▶ _Excerpted passage_

Using multiple Kinects for precise 3D image reconstruction is considered more efficient and reliable; however, it requires several calibrations between the Kinects. Conventionally, a marker is used to set up the criterion for 3D images induced from each Kinect for calibration. However, calibrating with the marker induces some difficulties, including setting up the marker whenever a 3D image is generated from each Kinect for each calibration, and the dependence of calibration accuracy on marker detection performance.
To overcome these drawbacks, one of the authors recently developed a markerless calibration technique  for multiple Kinect devices; this technique introduced a joint tracking algorithm by combining it with iterative closest point (ICP) algorithms  to reconstruct a 3D environment by calibrating 3D images generated from multiple Kinects. Similarly, in [21–24], the first global registration method was proposed that uses body tracking for 3D images generated from Azure Kinect; next, the errors of global registration information are reduced using a refinement registration by applying local feature matching with geometrical information.
In this study, we propose a method for calibrating multi-Azure Kinects with two refinement-based steps and using the ICP algorithm to refine a rough calibration for the joint coordinates of human beings. The proposed scheme enables convenient, easy, fast, and accurate calibration for multi-Azure Kinects. We confirmed its convenience compared to that of traditional calibration methods that use a marker by conducting some experiments of 3D environment reconstruction that varied the positions and viewpoints of two Azure Kinects.
The remainder of this paper is organized as follows. Section 2 provides a brief review of traditional calibration methods and related algorithms. Section 3 introduces the two-step calibration method based on body tracking, and the ICP algorithm for 3D images generated from the Azure Kinect. Preliminary numerical results are presented in Section 4 that demonstrate the efficiency of the proposed technique. Finally, we summarize our results and discuss further possibilities in Section 5.
In this section, we briefly explain the traditional method of calibrating multiple Kinects and body tracking techniques, and the ICP algorithm used in the proposed scheme.

▶ _Exercise description_
In the passage on Kinect calibration, which algorithm does the proposed method use to refine the rough calibration based on human joint coordinates?

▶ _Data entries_

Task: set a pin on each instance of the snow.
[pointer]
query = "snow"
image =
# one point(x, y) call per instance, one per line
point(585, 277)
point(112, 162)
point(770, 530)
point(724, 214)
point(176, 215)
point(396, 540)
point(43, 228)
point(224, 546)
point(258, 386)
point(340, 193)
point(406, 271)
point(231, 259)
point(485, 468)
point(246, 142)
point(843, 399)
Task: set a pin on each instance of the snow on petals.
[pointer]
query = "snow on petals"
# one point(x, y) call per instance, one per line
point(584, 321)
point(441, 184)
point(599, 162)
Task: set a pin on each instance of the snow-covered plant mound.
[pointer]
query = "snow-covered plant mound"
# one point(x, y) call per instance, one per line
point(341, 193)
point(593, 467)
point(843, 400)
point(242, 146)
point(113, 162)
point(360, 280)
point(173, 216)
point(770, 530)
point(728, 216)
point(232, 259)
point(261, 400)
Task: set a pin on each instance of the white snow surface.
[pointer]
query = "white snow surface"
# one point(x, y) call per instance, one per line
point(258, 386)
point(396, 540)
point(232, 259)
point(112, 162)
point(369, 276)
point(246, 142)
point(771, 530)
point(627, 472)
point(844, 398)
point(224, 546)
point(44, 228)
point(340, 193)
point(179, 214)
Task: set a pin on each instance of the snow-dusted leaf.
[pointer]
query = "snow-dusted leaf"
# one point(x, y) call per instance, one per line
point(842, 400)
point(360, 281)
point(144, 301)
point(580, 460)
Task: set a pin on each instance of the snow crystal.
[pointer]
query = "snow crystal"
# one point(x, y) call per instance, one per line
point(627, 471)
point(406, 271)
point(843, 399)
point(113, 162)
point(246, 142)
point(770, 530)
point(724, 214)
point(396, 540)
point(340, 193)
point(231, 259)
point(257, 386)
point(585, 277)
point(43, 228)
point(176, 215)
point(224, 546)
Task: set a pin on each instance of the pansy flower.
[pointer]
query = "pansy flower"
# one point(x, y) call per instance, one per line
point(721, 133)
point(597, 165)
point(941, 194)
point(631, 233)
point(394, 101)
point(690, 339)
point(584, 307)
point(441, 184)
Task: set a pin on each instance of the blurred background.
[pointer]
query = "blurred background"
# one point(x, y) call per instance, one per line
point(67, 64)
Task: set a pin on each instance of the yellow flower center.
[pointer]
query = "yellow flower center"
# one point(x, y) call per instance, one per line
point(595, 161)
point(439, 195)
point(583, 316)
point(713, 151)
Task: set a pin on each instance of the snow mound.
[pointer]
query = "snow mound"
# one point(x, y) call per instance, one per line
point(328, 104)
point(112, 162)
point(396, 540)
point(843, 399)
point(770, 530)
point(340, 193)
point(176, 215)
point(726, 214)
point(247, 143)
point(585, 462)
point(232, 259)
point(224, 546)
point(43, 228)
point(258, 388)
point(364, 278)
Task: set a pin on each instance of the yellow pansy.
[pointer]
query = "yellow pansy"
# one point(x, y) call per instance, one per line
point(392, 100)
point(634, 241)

▶ _Exercise response_
The iterative closest point (ICP) algorithm.